DESCRIPTION OF THE TASK
Continue the pipeline failure classifier design from the point where it stops.

STUDY TEXT
Pipeline Design 184

Seth Ford edited this page Mar 10, 2026 · 2 revisions

Now I have a thorough understanding of the codebase. Here is the Architecture Decision Record:

Design: Failure Root Cause Classifier with Automated Platform Issue Creation

Context

Pipeline failures today are classified by daemon-failure.sh:classify_failure() into 6 coarse categories (auth_error, api_error, invalid_issue, context_exhaustion, build_failure, unknown). This classification drives retry strategy but provides no root cause analysis, no fix suggestions, no historical learning, and no platform bug auto-filing.

A parallel library scripts/lib/root-cause.sh (427 lines, 25+ tests) already exists on this branch with 7 finer-grained categories, fix suggestions, a learning system (root-causes.jsonl), and platform issue auto-creation. However, nothing calls it — the daemon doesn't source it, there's no CLI entry point, and the dashboard doesn't surface its data.

Constraints:

Bash 3.2 compatibility (no associative arrays, no readarray)
Daemon failure path is hot — must not block or crash on rootcause failures
root-cause.sh is a sourced library (module guard pattern), not a standalone script
Dashboard uses Bun/TypeScript with a pattern of app.get("/api/...") handlers returning Response.json()
All new functions must degrade gracefully when dependencies (jq, gh, events.jsonl) are missing

Decision

Integrate the existing lib/root-cause.sh library into the daemon failure path and surface data through CLI + dashboard. Do not build a new classification system.

Data Flow

Pipeline Fails
 │
 ▼
daemon_on_failure() ←── scripts/lib/daemon-failure.sh
 │
 ├─ classify_failure() ←── existing coarse classifier (unchanged)
 │ │
 │ ▼ failure_class
 │
 ├─ record_failure_class() ←── existing (unchanged)

EXTRACTED ENTRIES
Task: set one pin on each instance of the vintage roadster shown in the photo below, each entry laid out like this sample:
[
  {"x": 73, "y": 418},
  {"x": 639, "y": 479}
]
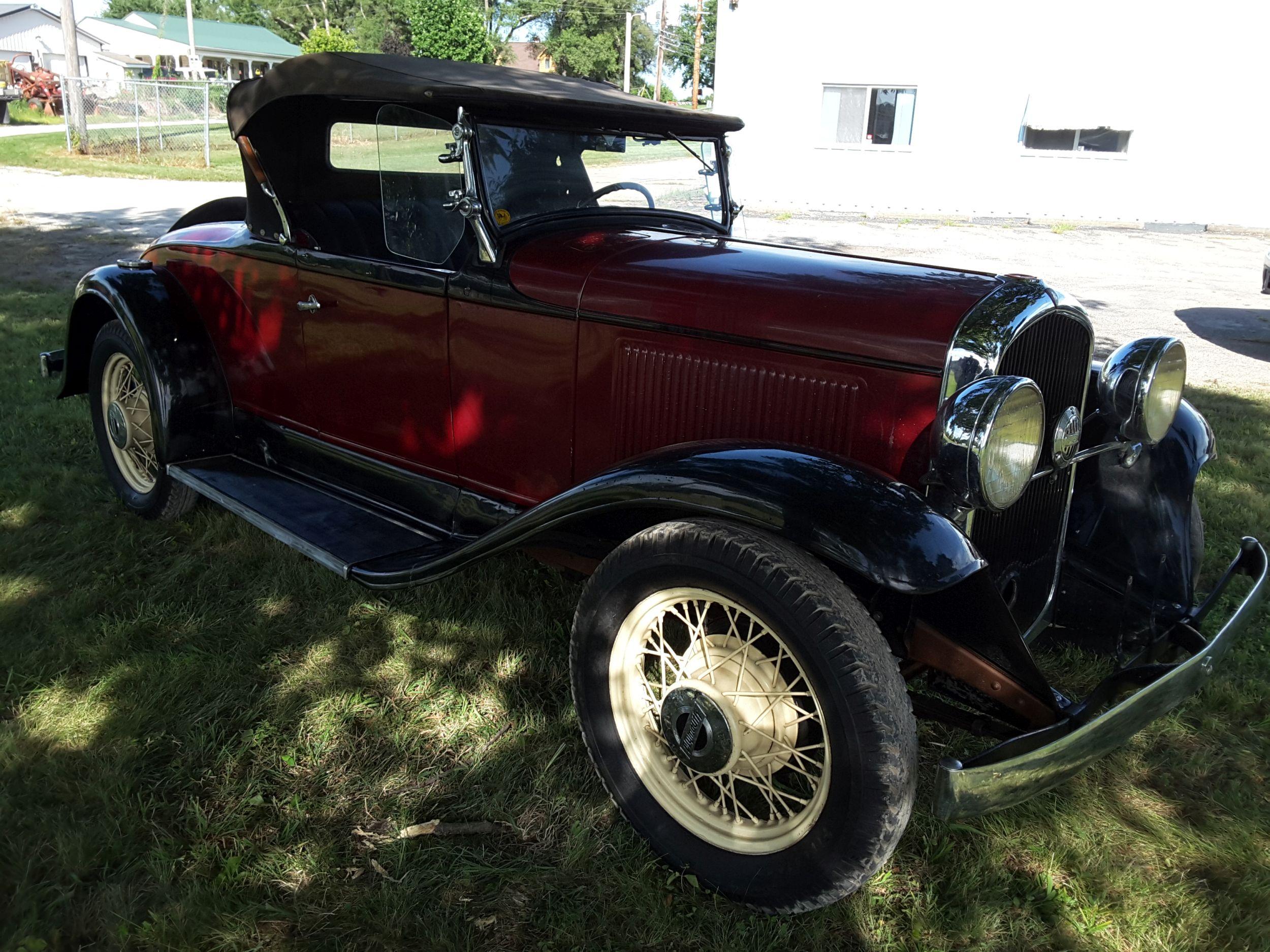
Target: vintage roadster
[{"x": 465, "y": 310}]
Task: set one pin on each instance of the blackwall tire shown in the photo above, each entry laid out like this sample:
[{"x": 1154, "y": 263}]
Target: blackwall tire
[
  {"x": 822, "y": 782},
  {"x": 125, "y": 422}
]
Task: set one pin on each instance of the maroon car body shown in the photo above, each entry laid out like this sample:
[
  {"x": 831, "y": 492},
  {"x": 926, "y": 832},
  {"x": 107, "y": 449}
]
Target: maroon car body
[{"x": 409, "y": 357}]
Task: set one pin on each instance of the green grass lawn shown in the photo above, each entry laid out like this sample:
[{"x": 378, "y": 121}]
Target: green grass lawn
[
  {"x": 202, "y": 733},
  {"x": 50, "y": 153},
  {"x": 22, "y": 115}
]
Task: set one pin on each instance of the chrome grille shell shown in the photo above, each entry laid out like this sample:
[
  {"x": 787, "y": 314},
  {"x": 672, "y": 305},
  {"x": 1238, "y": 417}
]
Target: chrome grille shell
[{"x": 1024, "y": 328}]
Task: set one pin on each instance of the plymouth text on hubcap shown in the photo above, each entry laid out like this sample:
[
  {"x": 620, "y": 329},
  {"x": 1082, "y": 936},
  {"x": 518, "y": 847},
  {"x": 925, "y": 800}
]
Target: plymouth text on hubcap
[
  {"x": 719, "y": 720},
  {"x": 126, "y": 408}
]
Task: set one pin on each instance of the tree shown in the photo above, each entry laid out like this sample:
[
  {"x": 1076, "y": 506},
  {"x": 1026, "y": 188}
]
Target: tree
[
  {"x": 328, "y": 41},
  {"x": 682, "y": 39},
  {"x": 506, "y": 17},
  {"x": 449, "y": 29},
  {"x": 588, "y": 37}
]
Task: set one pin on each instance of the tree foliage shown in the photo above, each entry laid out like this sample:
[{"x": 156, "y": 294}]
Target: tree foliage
[
  {"x": 328, "y": 41},
  {"x": 682, "y": 40},
  {"x": 588, "y": 37},
  {"x": 449, "y": 29}
]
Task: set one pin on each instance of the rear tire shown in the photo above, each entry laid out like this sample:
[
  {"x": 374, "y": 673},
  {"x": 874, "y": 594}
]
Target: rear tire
[
  {"x": 778, "y": 767},
  {"x": 126, "y": 424}
]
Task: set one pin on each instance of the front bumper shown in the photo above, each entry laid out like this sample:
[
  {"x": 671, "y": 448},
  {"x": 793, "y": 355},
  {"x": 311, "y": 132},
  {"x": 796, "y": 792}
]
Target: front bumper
[{"x": 1032, "y": 763}]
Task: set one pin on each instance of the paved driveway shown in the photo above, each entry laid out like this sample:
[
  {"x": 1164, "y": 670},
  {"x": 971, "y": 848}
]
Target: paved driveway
[{"x": 1203, "y": 288}]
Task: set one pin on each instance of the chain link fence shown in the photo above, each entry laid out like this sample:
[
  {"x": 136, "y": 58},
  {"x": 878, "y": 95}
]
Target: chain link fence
[{"x": 155, "y": 122}]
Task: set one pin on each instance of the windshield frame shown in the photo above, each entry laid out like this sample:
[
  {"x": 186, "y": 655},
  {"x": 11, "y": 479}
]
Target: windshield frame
[{"x": 700, "y": 221}]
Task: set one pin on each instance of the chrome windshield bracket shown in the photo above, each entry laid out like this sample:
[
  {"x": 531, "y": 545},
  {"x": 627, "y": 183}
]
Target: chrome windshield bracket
[{"x": 466, "y": 202}]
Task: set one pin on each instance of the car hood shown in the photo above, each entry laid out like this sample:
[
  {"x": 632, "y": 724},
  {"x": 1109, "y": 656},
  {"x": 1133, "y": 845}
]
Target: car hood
[{"x": 874, "y": 309}]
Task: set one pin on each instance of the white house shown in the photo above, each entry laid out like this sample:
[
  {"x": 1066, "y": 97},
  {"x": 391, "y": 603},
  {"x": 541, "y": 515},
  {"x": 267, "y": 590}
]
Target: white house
[
  {"x": 232, "y": 50},
  {"x": 1081, "y": 111},
  {"x": 28, "y": 28}
]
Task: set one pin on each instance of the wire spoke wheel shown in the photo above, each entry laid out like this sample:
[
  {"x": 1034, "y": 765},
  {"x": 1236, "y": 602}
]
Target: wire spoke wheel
[
  {"x": 129, "y": 422},
  {"x": 719, "y": 720}
]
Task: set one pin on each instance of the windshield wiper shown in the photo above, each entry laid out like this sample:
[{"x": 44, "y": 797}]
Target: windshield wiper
[{"x": 708, "y": 167}]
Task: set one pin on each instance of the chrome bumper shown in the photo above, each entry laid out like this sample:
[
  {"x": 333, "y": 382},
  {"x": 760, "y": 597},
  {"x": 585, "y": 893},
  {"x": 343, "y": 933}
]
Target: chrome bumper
[{"x": 1030, "y": 765}]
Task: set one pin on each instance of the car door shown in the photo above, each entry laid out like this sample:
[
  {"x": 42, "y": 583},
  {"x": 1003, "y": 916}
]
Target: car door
[
  {"x": 247, "y": 299},
  {"x": 512, "y": 380},
  {"x": 372, "y": 292}
]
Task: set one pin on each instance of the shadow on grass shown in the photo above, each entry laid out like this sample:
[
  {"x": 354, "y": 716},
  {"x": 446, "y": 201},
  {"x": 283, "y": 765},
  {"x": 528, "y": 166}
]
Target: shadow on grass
[{"x": 196, "y": 723}]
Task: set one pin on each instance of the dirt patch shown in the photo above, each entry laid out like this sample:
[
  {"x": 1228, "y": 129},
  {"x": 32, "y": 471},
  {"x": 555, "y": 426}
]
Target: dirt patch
[{"x": 60, "y": 257}]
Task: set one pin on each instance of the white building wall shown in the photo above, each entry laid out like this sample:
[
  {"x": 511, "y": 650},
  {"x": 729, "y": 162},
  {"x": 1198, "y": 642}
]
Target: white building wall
[
  {"x": 130, "y": 42},
  {"x": 32, "y": 32},
  {"x": 1193, "y": 82}
]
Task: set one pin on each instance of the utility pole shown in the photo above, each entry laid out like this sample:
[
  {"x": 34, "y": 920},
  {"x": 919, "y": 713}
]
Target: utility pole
[
  {"x": 73, "y": 98},
  {"x": 661, "y": 46},
  {"x": 189, "y": 28},
  {"x": 696, "y": 57},
  {"x": 626, "y": 68}
]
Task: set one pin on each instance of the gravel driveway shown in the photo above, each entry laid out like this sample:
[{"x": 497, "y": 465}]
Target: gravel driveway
[{"x": 1203, "y": 288}]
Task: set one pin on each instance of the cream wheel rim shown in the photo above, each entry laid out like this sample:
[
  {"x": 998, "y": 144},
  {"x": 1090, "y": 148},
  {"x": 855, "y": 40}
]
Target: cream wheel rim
[
  {"x": 129, "y": 423},
  {"x": 719, "y": 720}
]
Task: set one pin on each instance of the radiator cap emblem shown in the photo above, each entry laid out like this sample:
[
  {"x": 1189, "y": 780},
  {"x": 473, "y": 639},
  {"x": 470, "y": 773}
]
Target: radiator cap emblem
[{"x": 1067, "y": 438}]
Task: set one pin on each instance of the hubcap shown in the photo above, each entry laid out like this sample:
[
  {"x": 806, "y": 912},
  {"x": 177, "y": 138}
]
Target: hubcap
[
  {"x": 719, "y": 720},
  {"x": 117, "y": 424},
  {"x": 126, "y": 410},
  {"x": 697, "y": 732}
]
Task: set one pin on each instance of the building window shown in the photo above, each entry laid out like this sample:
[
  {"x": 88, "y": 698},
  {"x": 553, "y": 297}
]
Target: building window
[
  {"x": 875, "y": 116},
  {"x": 1100, "y": 140}
]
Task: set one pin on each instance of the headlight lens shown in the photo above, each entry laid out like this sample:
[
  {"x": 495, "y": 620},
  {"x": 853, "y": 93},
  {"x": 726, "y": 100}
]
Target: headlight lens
[
  {"x": 1012, "y": 447},
  {"x": 1141, "y": 386},
  {"x": 990, "y": 437}
]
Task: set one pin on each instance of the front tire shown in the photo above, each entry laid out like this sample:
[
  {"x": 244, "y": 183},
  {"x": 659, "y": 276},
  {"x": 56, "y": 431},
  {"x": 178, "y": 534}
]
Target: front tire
[
  {"x": 126, "y": 424},
  {"x": 745, "y": 712}
]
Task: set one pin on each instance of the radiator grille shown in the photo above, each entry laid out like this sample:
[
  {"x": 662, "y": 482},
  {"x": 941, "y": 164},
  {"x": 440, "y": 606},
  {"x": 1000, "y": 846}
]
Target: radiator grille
[
  {"x": 1023, "y": 544},
  {"x": 667, "y": 397}
]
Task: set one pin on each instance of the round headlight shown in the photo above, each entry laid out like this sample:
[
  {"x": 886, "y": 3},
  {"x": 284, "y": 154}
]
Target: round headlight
[
  {"x": 990, "y": 437},
  {"x": 1141, "y": 385}
]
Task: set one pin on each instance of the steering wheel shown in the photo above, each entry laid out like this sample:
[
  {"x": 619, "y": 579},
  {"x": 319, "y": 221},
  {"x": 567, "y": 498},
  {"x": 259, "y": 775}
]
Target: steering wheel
[{"x": 619, "y": 187}]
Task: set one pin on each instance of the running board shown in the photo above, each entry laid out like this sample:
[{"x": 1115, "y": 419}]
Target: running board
[{"x": 332, "y": 530}]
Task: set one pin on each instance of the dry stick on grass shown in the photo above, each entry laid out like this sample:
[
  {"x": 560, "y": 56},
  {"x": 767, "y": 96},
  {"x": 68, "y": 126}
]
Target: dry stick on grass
[{"x": 436, "y": 828}]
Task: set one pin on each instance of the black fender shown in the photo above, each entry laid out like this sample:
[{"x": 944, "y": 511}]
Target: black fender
[
  {"x": 229, "y": 209},
  {"x": 852, "y": 517},
  {"x": 1136, "y": 522},
  {"x": 187, "y": 382}
]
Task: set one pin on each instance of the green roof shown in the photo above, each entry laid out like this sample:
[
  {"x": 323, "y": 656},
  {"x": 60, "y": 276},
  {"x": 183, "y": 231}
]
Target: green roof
[{"x": 212, "y": 35}]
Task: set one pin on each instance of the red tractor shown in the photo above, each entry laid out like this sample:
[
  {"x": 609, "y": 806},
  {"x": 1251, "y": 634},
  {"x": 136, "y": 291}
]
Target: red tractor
[{"x": 22, "y": 79}]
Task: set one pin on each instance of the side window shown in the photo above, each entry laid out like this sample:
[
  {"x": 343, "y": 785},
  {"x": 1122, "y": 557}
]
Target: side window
[
  {"x": 354, "y": 148},
  {"x": 415, "y": 184}
]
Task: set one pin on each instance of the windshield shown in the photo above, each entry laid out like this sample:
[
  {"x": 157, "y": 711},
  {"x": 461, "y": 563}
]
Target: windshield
[{"x": 532, "y": 172}]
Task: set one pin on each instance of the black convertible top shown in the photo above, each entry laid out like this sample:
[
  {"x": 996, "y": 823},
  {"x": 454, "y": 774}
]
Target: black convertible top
[{"x": 487, "y": 90}]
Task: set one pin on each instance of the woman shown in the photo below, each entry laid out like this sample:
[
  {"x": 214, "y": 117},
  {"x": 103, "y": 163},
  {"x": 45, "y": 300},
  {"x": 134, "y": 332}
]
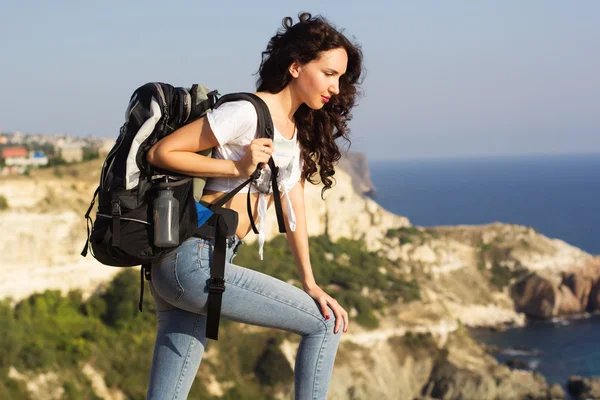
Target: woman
[{"x": 308, "y": 78}]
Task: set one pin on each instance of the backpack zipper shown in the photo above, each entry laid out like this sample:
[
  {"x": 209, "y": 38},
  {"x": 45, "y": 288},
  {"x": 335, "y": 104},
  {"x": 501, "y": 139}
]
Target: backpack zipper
[{"x": 124, "y": 218}]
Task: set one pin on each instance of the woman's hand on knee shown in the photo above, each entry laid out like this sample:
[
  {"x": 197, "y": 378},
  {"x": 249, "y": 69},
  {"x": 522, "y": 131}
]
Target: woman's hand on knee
[{"x": 326, "y": 301}]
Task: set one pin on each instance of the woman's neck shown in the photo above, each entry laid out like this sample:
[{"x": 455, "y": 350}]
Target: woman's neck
[{"x": 283, "y": 104}]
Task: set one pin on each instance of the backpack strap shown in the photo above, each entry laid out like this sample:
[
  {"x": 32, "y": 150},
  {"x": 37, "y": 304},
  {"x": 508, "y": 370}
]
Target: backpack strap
[
  {"x": 266, "y": 129},
  {"x": 89, "y": 222},
  {"x": 217, "y": 270}
]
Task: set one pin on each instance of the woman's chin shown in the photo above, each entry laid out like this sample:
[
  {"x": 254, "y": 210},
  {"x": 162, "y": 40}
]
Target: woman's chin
[{"x": 316, "y": 105}]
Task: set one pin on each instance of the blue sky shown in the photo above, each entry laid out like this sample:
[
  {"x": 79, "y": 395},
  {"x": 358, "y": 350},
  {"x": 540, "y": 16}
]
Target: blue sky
[{"x": 444, "y": 79}]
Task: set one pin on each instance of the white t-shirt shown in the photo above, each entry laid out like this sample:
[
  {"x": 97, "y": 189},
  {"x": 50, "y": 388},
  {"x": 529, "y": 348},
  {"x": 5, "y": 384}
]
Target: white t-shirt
[{"x": 234, "y": 126}]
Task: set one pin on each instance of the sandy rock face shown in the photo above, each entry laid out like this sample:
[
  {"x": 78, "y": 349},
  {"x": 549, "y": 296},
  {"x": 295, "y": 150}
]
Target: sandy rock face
[{"x": 343, "y": 213}]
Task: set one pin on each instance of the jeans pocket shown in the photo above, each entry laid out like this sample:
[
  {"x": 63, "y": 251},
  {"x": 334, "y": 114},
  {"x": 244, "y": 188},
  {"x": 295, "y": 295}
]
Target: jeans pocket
[{"x": 165, "y": 279}]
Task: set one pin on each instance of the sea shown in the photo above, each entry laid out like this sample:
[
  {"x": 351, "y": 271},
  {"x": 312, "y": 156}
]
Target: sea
[{"x": 558, "y": 195}]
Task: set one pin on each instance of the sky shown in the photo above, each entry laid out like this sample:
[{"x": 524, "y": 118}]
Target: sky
[{"x": 443, "y": 79}]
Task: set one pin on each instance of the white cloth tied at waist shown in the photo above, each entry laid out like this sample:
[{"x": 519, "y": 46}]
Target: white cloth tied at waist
[{"x": 262, "y": 215}]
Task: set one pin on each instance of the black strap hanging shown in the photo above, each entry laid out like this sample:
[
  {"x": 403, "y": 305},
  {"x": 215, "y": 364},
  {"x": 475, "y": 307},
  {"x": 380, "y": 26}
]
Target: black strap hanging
[
  {"x": 89, "y": 222},
  {"x": 216, "y": 285}
]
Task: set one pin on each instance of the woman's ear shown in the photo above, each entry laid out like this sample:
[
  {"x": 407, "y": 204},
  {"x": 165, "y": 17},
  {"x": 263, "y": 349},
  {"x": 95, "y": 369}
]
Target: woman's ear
[{"x": 295, "y": 69}]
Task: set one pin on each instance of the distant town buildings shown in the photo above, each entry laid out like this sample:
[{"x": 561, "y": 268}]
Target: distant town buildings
[{"x": 20, "y": 152}]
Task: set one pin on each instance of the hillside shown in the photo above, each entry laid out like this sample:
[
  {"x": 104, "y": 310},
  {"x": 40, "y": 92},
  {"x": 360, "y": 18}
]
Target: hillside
[{"x": 423, "y": 285}]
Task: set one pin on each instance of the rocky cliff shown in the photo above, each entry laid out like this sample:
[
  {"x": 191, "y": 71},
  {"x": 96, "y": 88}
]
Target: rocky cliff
[{"x": 474, "y": 276}]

RESPONSE
 │
 ├─ rootcause_main() ◄── NEW ──── scripts/lib/root-cause.sh
 │ │
 │ ├─ rootcause_classify() regex → category + confidence
 │ │ │
 │ │ └─ rootcause_boost_from_history() ◄── NEW
 │ │ reads root-causes.jsonl for pattern frequency
 │ │
 │ ├─ rootcause_suggest_fix() category → actionable text
 │ │
 │ ├─ rootcause_learn() append to root-causes.jsonl
 │ │
 │ └─ rootcause_create_platform_issue() (if platform_bug, conf>70%)
 │ creates GitHub issue via gh CLI
 │
 ├─ emit_event "daemon.root_cause_classified"
 │
 ├─ Enhanced retry comment ←── adds root cause + suggestions
 │
 └─ Enhanced final failure comment ←── adds root cause analysis section
CLI: shipwright root-cause
 │
 ├─ classify <msg> → rootcause_main()
 ├─ analyze → rootcause_analyze_error_log()
 ├─ report → rootcause_report()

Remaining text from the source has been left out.